TASK TO COMPLETE —
Copy every record exactly, and keep the pictures out.
══════
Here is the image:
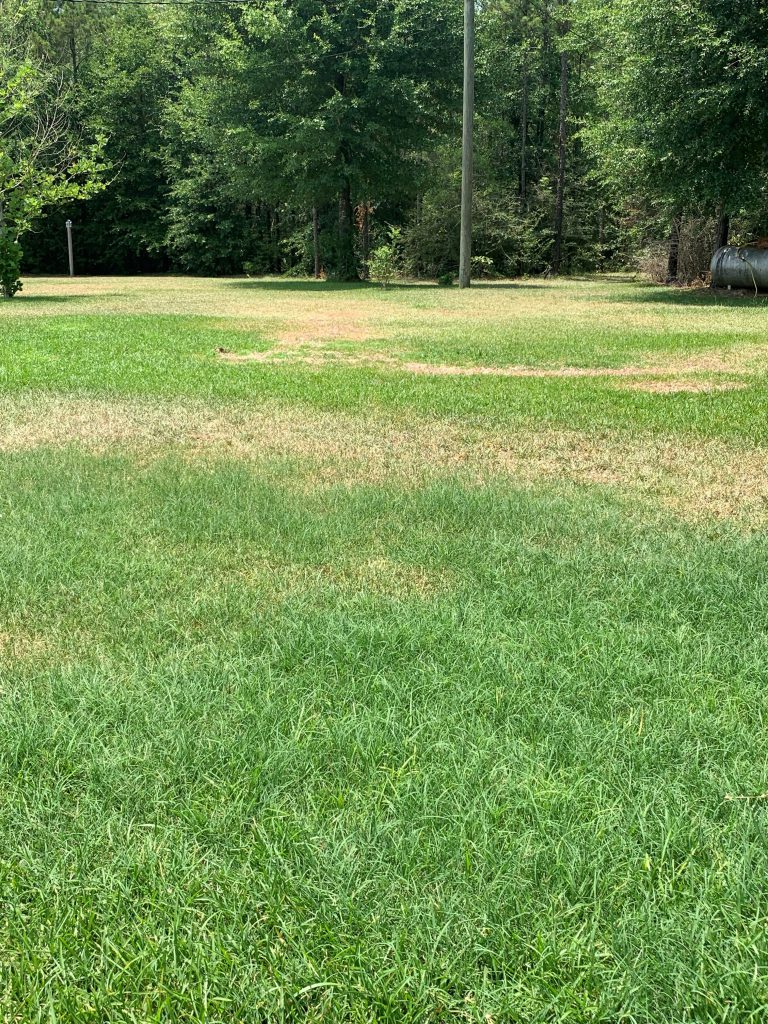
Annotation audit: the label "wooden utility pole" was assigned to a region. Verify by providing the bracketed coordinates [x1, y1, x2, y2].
[459, 0, 474, 289]
[551, 44, 568, 275]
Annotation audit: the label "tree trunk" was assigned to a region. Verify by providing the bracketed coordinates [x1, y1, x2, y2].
[598, 205, 606, 271]
[667, 215, 681, 282]
[360, 202, 371, 276]
[520, 52, 528, 210]
[270, 206, 281, 273]
[551, 43, 569, 275]
[337, 179, 357, 281]
[312, 206, 320, 278]
[414, 194, 423, 277]
[332, 61, 358, 281]
[715, 210, 730, 252]
[69, 12, 78, 83]
[538, 3, 553, 153]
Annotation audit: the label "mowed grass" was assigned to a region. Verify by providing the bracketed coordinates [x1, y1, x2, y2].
══════
ANSWER TO THIS TASK —
Here is the image:
Annotation audit: the label "wooden utility pole" was assigned to a region. Verify by providing the bracketed coordinates [x1, y1, x2, y2].
[459, 0, 474, 289]
[551, 44, 568, 275]
Annotation audit: the label "tree trunk" was assigned to a region. Verify by providing the bracketed coordinates [x1, y1, x2, y2].
[598, 205, 606, 271]
[667, 215, 681, 282]
[360, 202, 371, 276]
[520, 52, 528, 210]
[270, 206, 281, 273]
[551, 43, 569, 275]
[337, 179, 357, 281]
[312, 206, 320, 278]
[414, 194, 423, 277]
[332, 61, 358, 281]
[715, 210, 730, 252]
[69, 12, 78, 83]
[538, 3, 553, 153]
Annotation audit: the label "mowed grass" was assigned to a region. Verify by providing the bracketed coordinates [x1, y1, x2, y2].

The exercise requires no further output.